Image annotation data:
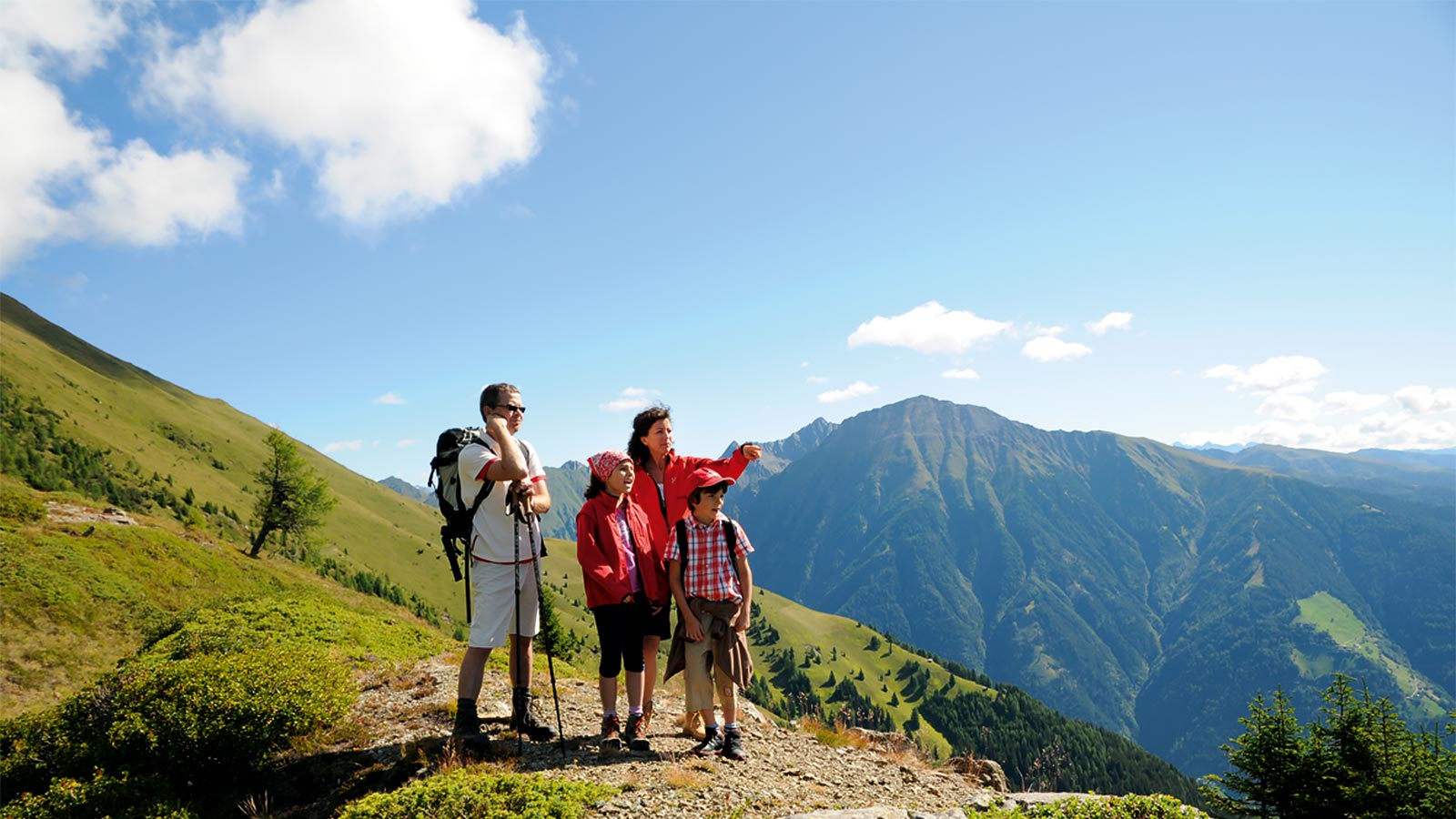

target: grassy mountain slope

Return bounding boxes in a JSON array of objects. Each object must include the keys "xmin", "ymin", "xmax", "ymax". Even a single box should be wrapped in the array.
[
  {"xmin": 0, "ymin": 294, "xmax": 464, "ymax": 621},
  {"xmin": 0, "ymin": 478, "xmax": 1192, "ymax": 799},
  {"xmin": 740, "ymin": 398, "xmax": 1456, "ymax": 773},
  {"xmin": 0, "ymin": 477, "xmax": 447, "ymax": 719}
]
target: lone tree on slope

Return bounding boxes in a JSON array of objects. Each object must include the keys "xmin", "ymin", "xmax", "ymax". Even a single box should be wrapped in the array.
[{"xmin": 248, "ymin": 430, "xmax": 338, "ymax": 557}]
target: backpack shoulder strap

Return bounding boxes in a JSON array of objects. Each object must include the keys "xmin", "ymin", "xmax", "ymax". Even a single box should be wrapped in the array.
[{"xmin": 456, "ymin": 431, "xmax": 495, "ymax": 510}]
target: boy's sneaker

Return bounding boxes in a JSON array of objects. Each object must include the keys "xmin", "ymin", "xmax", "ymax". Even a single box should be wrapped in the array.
[
  {"xmin": 602, "ymin": 714, "xmax": 622, "ymax": 753},
  {"xmin": 626, "ymin": 714, "xmax": 652, "ymax": 751},
  {"xmin": 723, "ymin": 730, "xmax": 748, "ymax": 763},
  {"xmin": 693, "ymin": 726, "xmax": 723, "ymax": 756}
]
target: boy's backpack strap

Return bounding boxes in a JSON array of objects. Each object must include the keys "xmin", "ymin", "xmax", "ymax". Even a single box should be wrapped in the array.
[{"xmin": 677, "ymin": 518, "xmax": 687, "ymax": 573}]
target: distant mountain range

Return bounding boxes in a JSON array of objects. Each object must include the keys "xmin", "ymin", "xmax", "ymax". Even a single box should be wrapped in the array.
[
  {"xmin": 730, "ymin": 398, "xmax": 1456, "ymax": 774},
  {"xmin": 1201, "ymin": 444, "xmax": 1456, "ymax": 506}
]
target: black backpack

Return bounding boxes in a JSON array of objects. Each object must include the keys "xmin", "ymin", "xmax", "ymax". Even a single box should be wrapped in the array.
[{"xmin": 428, "ymin": 427, "xmax": 495, "ymax": 580}]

### Given instruction
Convert all of the lines above into a numbered list, omitting any blank lines. Exclude the picture from your answer.

### Expected answer
1. target: grassy mountain slope
2. Return bounding boxes in a JSON array of objects. Each object must include the keys "xmin", "ymin", "xmax", "ymax". Even a single box should be wrapped in the array.
3. [
4.   {"xmin": 0, "ymin": 294, "xmax": 464, "ymax": 621},
5.   {"xmin": 0, "ymin": 478, "xmax": 1192, "ymax": 799},
6.   {"xmin": 740, "ymin": 398, "xmax": 1456, "ymax": 773},
7.   {"xmin": 0, "ymin": 477, "xmax": 447, "ymax": 719}
8. ]
9. target: lone tree on slope
10. Return bounding boxes in a JSON array of objects. Each object must include the keys "xmin", "ymin", "xmax", "ymax". Even a single box should be wrapped in the array.
11. [{"xmin": 248, "ymin": 430, "xmax": 338, "ymax": 557}]
12. target: backpack shoulder strap
13. Return bounding boxes in a JSON array of objects. Each object must include the keys "xmin", "ymin", "xmax", "ymax". Even a single box should be wrapped in the array.
14. [{"xmin": 456, "ymin": 431, "xmax": 495, "ymax": 510}]
15. target: boy's sneaker
16. Return bounding boxes in a JSON array of objects. Each object must include the keys "xmin", "ymin", "xmax", "ymax". Even a single box should be wrapped in the array.
17. [
18.   {"xmin": 602, "ymin": 714, "xmax": 622, "ymax": 753},
19.   {"xmin": 626, "ymin": 714, "xmax": 652, "ymax": 751},
20.   {"xmin": 723, "ymin": 730, "xmax": 748, "ymax": 763},
21.   {"xmin": 693, "ymin": 726, "xmax": 723, "ymax": 756}
22. ]
23. target: boy's backpack strap
24. Return bounding boxes in a JSON array of objects. Each object must include the keys "xmin", "ymin", "xmax", "ymax". Even a single box should be wrapped in the array.
25. [{"xmin": 677, "ymin": 518, "xmax": 687, "ymax": 573}]
26. target: distant mountain range
27. Return bounding boxes in a JSON array of objects. Each object must include the keys "xmin", "ymin", "xmax", "ymax". Even a single box should be wrapped in the array.
28. [
29.   {"xmin": 730, "ymin": 398, "xmax": 1456, "ymax": 774},
30.   {"xmin": 1201, "ymin": 444, "xmax": 1456, "ymax": 506}
31. ]
32. target: black backpack
33. Return bounding boxes in a JSON array of objects. Each object must include the keys "xmin", "ymin", "xmax", "ymax". Even a single box should be wrapped in the array.
34. [{"xmin": 428, "ymin": 427, "xmax": 495, "ymax": 580}]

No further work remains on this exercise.